- _Task_: Each line of the entries that contains the word "facade" adds one. Reply with the resulting number only.

### Extracted material ###

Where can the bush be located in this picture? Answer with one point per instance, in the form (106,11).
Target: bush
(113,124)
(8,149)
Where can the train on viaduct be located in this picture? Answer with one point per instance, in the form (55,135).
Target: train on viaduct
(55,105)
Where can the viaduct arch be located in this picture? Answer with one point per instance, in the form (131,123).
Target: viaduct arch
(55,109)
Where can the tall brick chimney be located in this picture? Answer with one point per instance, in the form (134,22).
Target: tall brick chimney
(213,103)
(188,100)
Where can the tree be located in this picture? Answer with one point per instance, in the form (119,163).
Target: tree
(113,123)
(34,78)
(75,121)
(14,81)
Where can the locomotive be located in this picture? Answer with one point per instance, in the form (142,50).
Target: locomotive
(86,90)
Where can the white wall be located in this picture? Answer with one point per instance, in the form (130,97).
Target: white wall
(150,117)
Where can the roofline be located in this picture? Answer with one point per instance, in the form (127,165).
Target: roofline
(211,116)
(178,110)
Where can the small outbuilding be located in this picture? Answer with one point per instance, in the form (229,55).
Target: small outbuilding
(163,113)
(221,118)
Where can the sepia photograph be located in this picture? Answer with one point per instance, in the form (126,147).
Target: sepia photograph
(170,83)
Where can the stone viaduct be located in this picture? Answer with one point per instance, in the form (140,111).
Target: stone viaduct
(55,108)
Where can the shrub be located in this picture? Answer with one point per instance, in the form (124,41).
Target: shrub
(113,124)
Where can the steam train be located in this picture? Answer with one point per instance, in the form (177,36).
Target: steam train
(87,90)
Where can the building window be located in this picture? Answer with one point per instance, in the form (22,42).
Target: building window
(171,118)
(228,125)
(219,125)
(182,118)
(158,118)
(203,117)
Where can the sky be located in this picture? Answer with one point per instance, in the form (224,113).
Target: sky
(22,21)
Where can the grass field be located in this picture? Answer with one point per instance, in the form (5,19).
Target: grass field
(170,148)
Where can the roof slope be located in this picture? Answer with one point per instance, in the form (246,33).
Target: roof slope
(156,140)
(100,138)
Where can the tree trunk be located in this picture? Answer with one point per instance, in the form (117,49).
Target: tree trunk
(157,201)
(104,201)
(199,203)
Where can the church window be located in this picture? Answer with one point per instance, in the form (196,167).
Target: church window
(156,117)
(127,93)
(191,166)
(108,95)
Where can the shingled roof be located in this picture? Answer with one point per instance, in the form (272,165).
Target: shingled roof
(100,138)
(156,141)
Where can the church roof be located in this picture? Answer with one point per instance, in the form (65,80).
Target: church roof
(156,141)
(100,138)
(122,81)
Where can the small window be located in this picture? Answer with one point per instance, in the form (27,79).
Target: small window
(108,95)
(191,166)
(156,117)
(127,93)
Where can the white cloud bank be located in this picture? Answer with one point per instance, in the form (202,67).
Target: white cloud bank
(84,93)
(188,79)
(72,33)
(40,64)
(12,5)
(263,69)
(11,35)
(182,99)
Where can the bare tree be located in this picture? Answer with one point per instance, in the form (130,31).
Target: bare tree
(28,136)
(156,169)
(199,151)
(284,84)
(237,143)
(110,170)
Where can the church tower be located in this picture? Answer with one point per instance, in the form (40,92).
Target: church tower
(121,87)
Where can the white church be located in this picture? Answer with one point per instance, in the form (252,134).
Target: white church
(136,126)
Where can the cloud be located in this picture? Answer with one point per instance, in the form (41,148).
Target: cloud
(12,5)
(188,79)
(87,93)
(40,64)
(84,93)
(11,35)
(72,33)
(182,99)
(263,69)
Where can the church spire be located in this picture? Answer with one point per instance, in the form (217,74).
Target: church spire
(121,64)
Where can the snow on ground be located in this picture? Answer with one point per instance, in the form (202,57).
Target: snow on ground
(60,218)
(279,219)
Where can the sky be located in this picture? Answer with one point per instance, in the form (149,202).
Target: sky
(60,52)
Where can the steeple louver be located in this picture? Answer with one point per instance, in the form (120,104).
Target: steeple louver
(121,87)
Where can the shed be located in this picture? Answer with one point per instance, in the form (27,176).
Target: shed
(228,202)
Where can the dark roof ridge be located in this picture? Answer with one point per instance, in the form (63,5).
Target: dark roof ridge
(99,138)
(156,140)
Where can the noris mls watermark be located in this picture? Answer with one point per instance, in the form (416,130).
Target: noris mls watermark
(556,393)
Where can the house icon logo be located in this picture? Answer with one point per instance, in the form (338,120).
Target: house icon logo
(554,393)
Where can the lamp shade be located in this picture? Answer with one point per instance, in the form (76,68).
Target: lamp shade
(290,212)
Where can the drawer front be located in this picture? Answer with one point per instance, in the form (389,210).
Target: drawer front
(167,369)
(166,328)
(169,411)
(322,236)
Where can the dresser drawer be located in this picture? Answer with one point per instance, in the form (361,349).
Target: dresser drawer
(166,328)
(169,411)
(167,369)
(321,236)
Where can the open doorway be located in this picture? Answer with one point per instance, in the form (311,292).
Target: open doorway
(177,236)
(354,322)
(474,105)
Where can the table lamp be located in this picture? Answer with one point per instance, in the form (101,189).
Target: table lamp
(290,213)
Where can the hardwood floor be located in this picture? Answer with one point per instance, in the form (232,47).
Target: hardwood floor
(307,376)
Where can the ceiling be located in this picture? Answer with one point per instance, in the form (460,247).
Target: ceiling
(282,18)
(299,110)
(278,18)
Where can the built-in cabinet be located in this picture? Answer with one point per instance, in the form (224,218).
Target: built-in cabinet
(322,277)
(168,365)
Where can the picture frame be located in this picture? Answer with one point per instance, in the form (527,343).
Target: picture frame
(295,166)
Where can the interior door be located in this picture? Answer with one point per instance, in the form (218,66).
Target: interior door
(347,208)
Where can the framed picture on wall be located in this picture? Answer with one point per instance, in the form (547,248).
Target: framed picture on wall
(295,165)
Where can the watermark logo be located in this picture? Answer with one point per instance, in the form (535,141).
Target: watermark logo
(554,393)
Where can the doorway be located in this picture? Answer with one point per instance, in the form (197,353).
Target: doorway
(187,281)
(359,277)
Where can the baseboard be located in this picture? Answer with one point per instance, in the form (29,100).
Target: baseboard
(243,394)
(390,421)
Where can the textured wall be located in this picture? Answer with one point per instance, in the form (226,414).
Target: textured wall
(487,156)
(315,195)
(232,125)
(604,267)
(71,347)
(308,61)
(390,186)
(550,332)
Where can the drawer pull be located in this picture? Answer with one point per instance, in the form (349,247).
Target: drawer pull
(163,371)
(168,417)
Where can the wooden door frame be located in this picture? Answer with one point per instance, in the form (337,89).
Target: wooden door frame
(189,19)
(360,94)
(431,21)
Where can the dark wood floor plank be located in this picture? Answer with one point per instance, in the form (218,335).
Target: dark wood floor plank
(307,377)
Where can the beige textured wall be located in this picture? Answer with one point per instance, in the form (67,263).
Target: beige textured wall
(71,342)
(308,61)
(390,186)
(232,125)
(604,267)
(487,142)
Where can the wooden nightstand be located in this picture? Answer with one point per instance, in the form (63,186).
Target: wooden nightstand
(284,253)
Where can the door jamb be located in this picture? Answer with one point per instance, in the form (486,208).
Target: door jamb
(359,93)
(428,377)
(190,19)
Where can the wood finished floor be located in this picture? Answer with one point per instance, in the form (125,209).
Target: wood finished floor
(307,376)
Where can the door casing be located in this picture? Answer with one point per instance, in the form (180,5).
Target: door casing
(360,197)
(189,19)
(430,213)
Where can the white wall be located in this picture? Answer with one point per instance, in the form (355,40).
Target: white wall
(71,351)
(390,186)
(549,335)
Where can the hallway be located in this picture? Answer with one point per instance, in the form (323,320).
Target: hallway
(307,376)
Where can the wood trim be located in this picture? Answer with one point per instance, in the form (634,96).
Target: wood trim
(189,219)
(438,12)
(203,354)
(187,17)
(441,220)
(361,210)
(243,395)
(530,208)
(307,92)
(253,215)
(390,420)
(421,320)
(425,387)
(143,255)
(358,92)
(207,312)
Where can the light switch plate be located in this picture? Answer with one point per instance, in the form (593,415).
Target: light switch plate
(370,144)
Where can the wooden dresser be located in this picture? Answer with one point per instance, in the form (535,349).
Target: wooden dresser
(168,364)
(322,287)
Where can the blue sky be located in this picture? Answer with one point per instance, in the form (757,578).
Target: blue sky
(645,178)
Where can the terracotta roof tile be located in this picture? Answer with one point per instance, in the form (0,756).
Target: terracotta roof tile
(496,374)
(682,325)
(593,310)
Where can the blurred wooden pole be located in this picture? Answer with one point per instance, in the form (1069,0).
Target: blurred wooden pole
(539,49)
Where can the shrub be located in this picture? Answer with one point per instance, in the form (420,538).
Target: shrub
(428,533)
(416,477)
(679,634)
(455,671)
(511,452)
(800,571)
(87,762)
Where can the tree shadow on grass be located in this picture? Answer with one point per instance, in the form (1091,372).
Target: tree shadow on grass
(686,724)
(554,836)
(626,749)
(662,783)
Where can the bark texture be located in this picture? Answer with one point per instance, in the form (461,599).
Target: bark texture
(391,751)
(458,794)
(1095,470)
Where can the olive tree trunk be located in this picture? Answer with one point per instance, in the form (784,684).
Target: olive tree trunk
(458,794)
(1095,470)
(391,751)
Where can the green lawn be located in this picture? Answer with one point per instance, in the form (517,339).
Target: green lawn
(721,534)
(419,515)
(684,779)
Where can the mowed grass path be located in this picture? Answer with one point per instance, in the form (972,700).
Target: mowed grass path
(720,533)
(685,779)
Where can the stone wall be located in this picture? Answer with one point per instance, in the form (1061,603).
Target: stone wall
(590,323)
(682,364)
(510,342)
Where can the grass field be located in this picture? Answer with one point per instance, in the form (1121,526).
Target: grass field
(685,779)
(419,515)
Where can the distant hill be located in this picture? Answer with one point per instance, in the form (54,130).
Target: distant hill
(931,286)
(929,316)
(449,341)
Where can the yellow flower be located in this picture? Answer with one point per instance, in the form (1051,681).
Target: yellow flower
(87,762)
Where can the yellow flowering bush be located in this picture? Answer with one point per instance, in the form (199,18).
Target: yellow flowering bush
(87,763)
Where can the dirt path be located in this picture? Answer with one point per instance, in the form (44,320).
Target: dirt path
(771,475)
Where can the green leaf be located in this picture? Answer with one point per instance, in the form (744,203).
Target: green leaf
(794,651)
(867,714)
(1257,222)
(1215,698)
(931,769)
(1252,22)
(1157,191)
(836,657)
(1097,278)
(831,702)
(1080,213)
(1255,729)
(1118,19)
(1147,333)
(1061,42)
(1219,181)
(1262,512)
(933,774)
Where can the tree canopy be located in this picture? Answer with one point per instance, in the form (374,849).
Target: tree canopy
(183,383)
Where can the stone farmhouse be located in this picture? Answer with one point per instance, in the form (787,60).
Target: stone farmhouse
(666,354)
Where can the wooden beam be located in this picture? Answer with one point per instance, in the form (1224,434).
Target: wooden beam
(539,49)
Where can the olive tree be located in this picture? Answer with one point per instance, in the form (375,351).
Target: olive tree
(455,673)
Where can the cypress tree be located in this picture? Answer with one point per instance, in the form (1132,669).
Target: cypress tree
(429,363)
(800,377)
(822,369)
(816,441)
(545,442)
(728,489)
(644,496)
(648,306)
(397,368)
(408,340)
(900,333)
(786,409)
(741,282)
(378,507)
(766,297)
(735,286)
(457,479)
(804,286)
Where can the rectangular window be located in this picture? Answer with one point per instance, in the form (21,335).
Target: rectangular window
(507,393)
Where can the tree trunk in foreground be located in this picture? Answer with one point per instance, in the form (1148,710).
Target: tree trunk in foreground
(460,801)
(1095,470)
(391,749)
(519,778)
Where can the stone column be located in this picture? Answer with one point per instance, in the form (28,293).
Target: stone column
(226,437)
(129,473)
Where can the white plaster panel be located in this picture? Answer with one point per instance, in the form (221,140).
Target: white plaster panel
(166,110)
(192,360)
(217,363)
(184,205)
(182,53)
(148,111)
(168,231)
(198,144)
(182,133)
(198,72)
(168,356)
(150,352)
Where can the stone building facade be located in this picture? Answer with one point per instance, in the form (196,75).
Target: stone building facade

###

- _Response_: 2